Selected passage

#####

The molecules activating the Nalp3 inflammasome are multiple and, intriguingly enough, involve microbial components, as well as endogenous danger signals Citation[17,18]. The latter, that is the recognition of danger signals by Nalp3, is of great interest considering the idea that tissue damage during infection and inflammation might signal the presence of pathogenic bacteria. Adding the fact that activation and release of IL-1β requires two signals (TLR and NLR mediated), it is intriguing to speculate that this dual mechanism alerts the host to dangerous pathogens but protects us from detrimental inflammation when facing harmless microbes. In turn, this could explain, for example, why some bacteria colonize the respiratory tract without causing severe inflammation. Host cells might recognize the presence of these bacteria via TLRs, but only cell-damaging effects that lead to the release of danger molecules would provide the second signal required for full-blown inflammation. However, the definite ligands of Nalp3 are not entirely understood, but several reports have demonstrated activation of Nalp3 via ATP via potassium efflux-inducing bacterial toxins but also uric acid Citation[18]. Together, these mechanisms indicate that the pathways that are commonly associated with cell damage result in the activation of the Nalp3 inflammasome and release of mature IL-1β.
What about the role of PPRs as targets for future therapies of bacterial infections or their most severe complication, namely sepsis? At this juncture, there are two Phase III trials under way that attempt to prevent the overwhelming inflammatory response during severe sepsis by means of TLR blockade Citation[19]. Eritoran (E5564, Eisai Pharmaceutical, USA) is a TLR4 antagonist and TAK242 (Takeda Pharmaceutical, Japan) blocks the TLR4-induced signaling pathway. Both compounds showed favorable effects in earlier studies and patients are currently being recruited. At this point, there are no clinical trials under way that investigate drugs targeting the inflammasome during sepsis. Nevertheless, caspase-1 inhibitors are available and clinical studies in sterile inflammatory diseases, such as psoriasis and rheumatoid arthritis, are ongoing Citation[20]. In the future, it will be exciting to see whether these new compounds might influence the tissue-damaging effects of the inflammatory response against bacteria.

#####

Items from a dataset
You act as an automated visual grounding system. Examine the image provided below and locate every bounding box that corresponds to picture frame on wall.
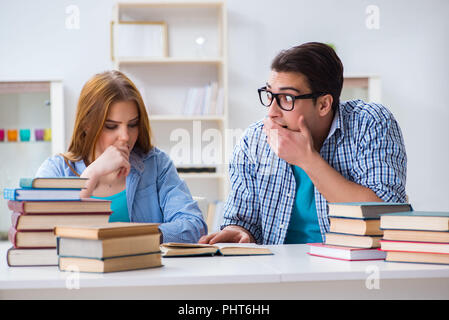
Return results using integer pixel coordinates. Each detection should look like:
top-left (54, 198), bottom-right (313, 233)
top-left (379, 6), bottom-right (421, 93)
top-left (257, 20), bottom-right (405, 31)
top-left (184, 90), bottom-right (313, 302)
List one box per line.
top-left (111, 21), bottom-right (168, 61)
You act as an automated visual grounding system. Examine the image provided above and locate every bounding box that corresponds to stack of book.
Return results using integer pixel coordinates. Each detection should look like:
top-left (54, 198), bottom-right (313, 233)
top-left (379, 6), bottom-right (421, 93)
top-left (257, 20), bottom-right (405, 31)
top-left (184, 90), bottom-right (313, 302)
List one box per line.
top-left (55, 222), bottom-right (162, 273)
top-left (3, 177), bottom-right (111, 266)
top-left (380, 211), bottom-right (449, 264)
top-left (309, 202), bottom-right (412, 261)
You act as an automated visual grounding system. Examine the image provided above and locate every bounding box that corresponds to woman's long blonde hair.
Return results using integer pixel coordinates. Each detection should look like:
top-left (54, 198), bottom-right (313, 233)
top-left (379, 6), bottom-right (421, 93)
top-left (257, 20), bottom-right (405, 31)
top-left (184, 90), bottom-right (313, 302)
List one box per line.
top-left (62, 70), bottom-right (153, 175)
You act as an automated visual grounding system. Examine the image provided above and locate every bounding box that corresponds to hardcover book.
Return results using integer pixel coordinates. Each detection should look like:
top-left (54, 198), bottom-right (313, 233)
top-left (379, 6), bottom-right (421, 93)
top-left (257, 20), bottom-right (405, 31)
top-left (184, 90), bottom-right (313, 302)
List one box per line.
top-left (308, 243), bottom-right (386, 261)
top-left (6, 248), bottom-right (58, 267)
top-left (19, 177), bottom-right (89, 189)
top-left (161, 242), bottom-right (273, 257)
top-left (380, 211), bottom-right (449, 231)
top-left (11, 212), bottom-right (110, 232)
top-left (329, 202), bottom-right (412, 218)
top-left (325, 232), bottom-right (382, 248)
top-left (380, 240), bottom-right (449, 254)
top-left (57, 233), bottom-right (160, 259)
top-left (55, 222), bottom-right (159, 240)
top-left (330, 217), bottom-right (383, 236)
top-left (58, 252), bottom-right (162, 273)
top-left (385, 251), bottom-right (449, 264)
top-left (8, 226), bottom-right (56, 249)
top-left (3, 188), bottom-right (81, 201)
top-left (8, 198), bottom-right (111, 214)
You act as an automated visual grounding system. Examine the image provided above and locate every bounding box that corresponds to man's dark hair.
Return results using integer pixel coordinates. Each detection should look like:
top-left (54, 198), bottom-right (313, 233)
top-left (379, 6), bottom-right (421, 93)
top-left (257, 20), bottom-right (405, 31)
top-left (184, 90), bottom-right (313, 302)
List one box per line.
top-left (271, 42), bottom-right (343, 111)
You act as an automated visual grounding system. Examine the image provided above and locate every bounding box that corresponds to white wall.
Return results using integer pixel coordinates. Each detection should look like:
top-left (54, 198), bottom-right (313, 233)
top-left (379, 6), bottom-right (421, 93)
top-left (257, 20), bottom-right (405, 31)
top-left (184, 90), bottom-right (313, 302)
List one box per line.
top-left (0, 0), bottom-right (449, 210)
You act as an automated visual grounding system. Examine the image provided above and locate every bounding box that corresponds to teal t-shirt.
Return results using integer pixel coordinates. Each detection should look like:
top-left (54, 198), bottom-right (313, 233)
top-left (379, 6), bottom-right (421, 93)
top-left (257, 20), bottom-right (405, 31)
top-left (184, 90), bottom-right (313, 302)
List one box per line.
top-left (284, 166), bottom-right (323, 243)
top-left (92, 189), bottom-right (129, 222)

#####

Task goal
Please print the whole passage on the Nalp3 inflammasome and sepsis therapies above, word for word.

Response area
The molecules activating the Nalp3 inflammasome are multiple and, intriguingly enough, involve microbial components, as well as endogenous danger signals Citation[17,18]. The latter, that is the recognition of danger signals by Nalp3, is of great interest considering the idea that tissue damage during infection and inflammation might signal the presence of pathogenic bacteria. Adding the fact that activation and release of IL-1β requires two signals (TLR and NLR mediated), it is intriguing to speculate that this dual mechanism alerts the host to dangerous pathogens but protects us from detrimental inflammation when facing harmless microbes. In turn, this could explain, for example, why some bacteria colonize the respiratory tract without causing severe inflammation. Host cells might recognize the presence of these bacteria via TLRs, but only cell-damaging effects that lead to the release of danger molecules would provide the second signal required for full-blown inflammation. However, the definite ligands of Nalp3 are not entirely understood, but several reports have demonstrated activation of Nalp3 via ATP via potassium efflux-inducing bacterial toxins but also uric acid Citation[18]. Together, these mechanisms indicate that the pathways that are commonly associated with cell damage result in the activation of the Nalp3 inflammasome and release of mature IL-1β.
What about the role of PPRs as targets for future therapies of bacterial infections or their most severe complication, namely sepsis? At this juncture, there are two Phase III trials under way that attempt to prevent the overwhelming inflammatory response during severe sepsis by means of TLR blockade Citation[19]. Eritoran (E5564, Eisai Pharmaceutical, USA) is a TLR4 antagonist and TAK242 (Takeda Pharmaceutical, Japan) blocks the TLR4-induced signaling pathway. Both compounds showed favorable effects in earlier studies and patients are currently being recruited. At this point, there are no clinical trials under way that investigate drugs targeting the inflammasome during sepsis. Nevertheless, caspase-1 inhibitors are available and clinical studies in sterile inflammatory diseases, such as psoriasis and rheumatoid arthritis, are ongoing Citation[20]. In the future, it will be exciting to see whether these new compounds might influence the tissue-damaging effects of the inflammatory response against bacteria.